§ **PROMPT**:
Switch "entrance door" to "front door" in every one of the records below, keep all other lines unchanged, and write the records out again without the pictures.

# START OF SUPPLIED RECORDS

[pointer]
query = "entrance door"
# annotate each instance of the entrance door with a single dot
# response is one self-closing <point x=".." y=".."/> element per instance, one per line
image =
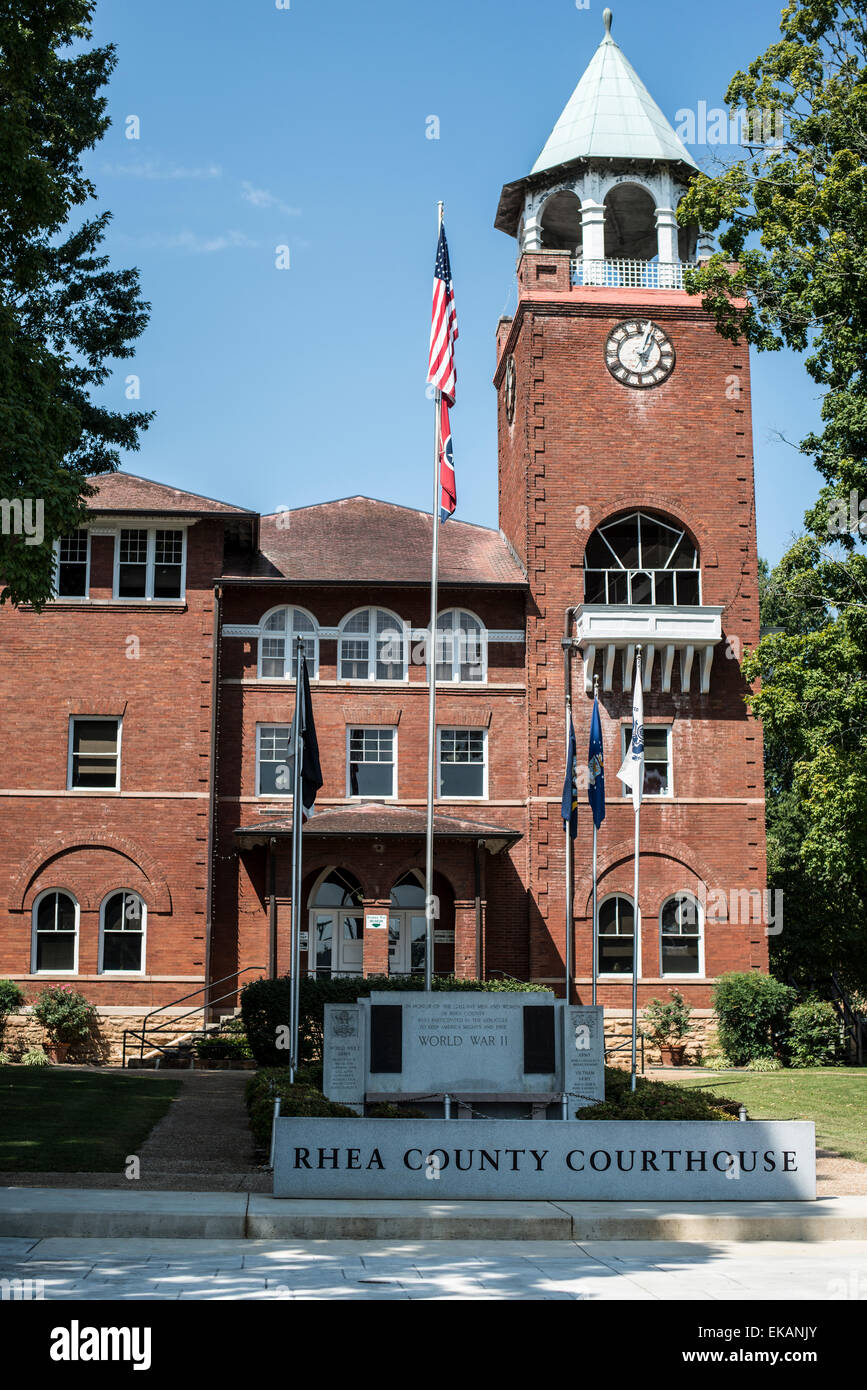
<point x="406" y="943"/>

# END OF SUPPLIED RECORDS

§ **ANSWER**:
[pointer]
query = "front door"
# annotate each instance of the front door with a single dot
# response is one self-closing <point x=".." y=".."/> element per instance, one per line
image =
<point x="406" y="943"/>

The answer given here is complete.